### Task to complete:
List every line in the listing below that contains the word "hillside". Matches are case-sensitive.

### Rows:
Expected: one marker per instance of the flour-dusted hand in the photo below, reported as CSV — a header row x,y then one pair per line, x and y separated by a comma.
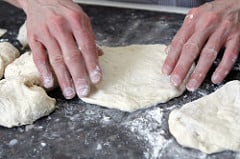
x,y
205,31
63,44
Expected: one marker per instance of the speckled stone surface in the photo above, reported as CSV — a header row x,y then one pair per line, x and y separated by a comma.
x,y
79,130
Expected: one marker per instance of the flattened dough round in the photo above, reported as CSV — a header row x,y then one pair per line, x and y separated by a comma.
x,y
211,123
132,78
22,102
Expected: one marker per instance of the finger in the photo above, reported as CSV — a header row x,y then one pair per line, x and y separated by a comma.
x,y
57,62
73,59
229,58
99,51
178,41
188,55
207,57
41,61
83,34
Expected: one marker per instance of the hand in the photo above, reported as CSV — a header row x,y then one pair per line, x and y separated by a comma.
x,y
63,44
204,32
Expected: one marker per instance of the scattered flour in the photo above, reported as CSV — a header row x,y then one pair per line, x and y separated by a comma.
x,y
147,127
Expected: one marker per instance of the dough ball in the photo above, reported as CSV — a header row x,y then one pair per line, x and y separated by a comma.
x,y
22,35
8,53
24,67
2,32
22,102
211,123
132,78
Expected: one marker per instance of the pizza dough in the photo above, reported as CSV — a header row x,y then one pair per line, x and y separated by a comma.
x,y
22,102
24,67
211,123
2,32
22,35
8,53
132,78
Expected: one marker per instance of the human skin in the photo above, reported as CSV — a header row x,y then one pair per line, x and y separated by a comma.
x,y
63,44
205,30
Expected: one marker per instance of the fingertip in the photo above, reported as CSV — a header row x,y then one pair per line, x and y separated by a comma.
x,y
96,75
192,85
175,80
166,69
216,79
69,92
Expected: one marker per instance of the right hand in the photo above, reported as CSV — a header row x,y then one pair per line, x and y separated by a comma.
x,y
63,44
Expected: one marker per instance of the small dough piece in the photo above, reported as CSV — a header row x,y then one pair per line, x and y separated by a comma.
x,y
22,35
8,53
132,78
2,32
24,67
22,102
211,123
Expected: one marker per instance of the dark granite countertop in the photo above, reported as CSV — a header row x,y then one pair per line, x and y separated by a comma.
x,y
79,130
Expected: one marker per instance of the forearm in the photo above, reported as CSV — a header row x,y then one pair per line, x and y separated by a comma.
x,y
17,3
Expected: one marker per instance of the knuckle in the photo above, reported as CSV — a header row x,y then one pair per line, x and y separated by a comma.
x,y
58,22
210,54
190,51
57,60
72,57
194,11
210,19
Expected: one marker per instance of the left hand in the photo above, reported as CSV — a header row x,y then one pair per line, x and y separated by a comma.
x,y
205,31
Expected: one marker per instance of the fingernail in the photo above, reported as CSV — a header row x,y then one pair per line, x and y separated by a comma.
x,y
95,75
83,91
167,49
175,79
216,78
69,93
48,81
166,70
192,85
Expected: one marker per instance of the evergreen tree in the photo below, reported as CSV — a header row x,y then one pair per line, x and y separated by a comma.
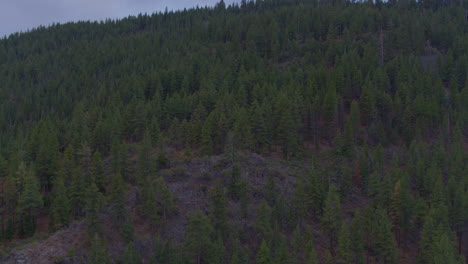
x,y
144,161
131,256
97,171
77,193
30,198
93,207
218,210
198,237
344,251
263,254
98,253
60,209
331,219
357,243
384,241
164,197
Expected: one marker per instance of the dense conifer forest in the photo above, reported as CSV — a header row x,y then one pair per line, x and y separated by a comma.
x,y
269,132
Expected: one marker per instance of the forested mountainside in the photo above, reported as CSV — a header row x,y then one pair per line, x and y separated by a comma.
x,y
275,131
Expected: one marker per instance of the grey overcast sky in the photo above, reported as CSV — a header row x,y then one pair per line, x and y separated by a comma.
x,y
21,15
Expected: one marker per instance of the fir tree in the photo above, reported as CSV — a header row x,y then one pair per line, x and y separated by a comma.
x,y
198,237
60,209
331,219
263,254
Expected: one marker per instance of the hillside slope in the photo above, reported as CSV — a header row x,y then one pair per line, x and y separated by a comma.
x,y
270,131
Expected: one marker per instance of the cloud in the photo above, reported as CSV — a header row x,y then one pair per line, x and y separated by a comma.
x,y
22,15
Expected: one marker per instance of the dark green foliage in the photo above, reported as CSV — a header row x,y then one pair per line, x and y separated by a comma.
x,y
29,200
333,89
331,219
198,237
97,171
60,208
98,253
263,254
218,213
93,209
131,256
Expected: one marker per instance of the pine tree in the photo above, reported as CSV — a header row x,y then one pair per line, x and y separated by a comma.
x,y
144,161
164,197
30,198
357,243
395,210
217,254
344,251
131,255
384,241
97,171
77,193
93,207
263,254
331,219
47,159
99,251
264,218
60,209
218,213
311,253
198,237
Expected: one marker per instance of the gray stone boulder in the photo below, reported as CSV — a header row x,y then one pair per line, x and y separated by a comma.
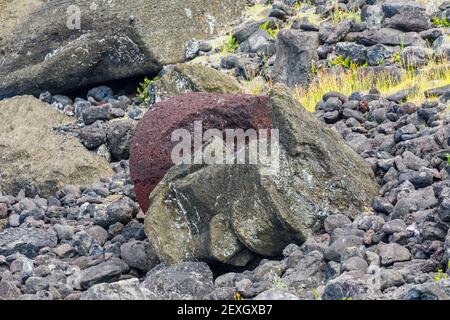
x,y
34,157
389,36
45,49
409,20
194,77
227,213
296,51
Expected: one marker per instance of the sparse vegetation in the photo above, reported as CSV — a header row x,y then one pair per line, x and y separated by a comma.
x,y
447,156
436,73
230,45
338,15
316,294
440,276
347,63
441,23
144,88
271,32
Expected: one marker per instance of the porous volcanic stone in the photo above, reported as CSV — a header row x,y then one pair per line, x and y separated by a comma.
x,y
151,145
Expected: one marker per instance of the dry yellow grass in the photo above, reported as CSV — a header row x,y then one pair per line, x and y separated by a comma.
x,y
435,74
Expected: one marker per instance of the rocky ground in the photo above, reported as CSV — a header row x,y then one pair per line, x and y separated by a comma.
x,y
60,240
* * *
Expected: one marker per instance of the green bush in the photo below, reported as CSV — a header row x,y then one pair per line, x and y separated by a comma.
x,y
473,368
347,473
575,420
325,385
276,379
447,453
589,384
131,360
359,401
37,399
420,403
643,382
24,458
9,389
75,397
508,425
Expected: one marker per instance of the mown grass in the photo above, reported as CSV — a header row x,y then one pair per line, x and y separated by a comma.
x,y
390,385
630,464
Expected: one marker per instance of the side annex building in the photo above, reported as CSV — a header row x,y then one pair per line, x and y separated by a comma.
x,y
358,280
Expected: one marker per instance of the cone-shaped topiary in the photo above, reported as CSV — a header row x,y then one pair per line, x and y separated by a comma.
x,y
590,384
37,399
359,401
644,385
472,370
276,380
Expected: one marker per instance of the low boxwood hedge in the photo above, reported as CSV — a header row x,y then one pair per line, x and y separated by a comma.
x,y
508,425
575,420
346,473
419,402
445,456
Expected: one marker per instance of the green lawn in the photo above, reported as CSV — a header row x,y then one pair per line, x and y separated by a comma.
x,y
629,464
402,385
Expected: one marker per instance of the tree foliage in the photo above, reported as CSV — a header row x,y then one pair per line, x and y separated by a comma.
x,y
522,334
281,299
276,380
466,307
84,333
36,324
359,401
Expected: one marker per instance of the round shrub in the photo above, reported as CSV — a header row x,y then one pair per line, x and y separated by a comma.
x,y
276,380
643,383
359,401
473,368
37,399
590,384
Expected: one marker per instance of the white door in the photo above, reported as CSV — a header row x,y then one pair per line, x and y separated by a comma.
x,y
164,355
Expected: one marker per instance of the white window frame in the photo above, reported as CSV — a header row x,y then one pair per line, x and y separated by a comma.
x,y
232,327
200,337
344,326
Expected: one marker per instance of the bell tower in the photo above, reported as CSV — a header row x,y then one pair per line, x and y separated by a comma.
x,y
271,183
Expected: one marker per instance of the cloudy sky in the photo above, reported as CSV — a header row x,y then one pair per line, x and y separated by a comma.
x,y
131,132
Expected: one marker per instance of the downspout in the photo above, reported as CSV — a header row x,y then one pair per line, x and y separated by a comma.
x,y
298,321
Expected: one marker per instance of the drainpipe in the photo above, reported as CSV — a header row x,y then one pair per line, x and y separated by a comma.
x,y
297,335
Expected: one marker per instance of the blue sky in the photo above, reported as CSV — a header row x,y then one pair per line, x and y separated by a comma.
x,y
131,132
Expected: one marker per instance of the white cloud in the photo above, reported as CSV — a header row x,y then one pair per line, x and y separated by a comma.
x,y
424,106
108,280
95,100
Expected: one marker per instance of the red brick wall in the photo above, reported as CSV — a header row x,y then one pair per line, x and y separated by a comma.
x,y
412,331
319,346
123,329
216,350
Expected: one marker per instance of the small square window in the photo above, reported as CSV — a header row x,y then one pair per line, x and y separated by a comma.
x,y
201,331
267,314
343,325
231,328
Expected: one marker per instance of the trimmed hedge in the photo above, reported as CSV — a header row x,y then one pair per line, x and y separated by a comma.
* * *
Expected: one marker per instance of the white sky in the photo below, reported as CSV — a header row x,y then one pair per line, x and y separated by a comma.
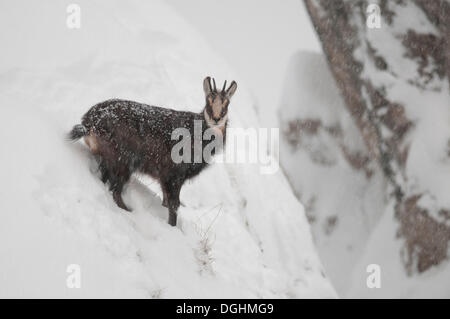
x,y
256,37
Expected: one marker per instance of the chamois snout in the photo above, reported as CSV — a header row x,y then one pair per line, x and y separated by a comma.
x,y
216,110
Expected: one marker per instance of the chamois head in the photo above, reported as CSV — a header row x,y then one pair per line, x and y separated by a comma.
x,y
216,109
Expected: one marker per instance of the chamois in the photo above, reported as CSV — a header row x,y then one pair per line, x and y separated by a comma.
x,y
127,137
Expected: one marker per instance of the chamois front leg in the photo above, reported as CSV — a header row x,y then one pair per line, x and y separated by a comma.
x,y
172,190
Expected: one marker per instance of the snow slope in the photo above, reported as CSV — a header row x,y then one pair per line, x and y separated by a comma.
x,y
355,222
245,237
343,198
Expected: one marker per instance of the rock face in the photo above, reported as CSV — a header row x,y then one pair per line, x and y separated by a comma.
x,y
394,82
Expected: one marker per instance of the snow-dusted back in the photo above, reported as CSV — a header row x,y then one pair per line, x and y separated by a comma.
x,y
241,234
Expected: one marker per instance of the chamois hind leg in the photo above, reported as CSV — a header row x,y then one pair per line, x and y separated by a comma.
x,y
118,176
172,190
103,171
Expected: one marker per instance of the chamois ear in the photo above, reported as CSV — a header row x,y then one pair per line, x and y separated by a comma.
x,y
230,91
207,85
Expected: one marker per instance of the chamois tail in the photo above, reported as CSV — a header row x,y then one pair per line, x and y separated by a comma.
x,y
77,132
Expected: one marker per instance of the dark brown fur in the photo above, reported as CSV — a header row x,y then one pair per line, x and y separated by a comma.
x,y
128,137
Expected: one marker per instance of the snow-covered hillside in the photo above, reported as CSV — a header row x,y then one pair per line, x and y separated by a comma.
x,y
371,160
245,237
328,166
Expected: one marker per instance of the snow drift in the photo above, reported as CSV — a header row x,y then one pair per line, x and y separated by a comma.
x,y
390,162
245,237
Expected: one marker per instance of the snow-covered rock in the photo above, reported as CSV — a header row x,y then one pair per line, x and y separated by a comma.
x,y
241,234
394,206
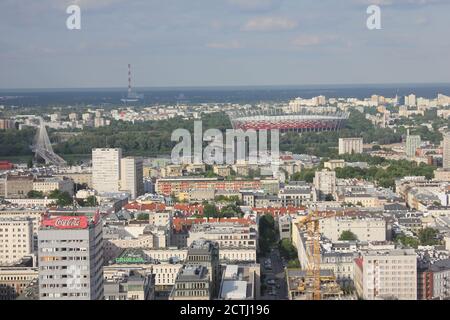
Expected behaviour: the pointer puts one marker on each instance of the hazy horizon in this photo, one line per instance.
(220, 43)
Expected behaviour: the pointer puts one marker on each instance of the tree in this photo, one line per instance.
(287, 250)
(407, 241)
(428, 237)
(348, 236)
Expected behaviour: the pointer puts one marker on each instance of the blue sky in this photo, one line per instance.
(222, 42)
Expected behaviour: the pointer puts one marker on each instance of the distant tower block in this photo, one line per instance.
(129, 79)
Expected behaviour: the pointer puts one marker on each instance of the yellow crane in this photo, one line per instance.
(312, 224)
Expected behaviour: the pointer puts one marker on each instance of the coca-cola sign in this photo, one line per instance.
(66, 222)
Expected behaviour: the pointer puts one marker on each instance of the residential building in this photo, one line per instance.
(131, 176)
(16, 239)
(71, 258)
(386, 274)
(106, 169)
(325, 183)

### Answer in full:
Expected: one marker per instance of the hillside slope in the photo above, reported as CSV — a header row x,y then one pair per line, x and y separated by a comma.
Expected: one marker per instance of the snow-covered hillside in the photo above, reported as CSV — a header row x,y then one pair per line, x and y separated by a comma.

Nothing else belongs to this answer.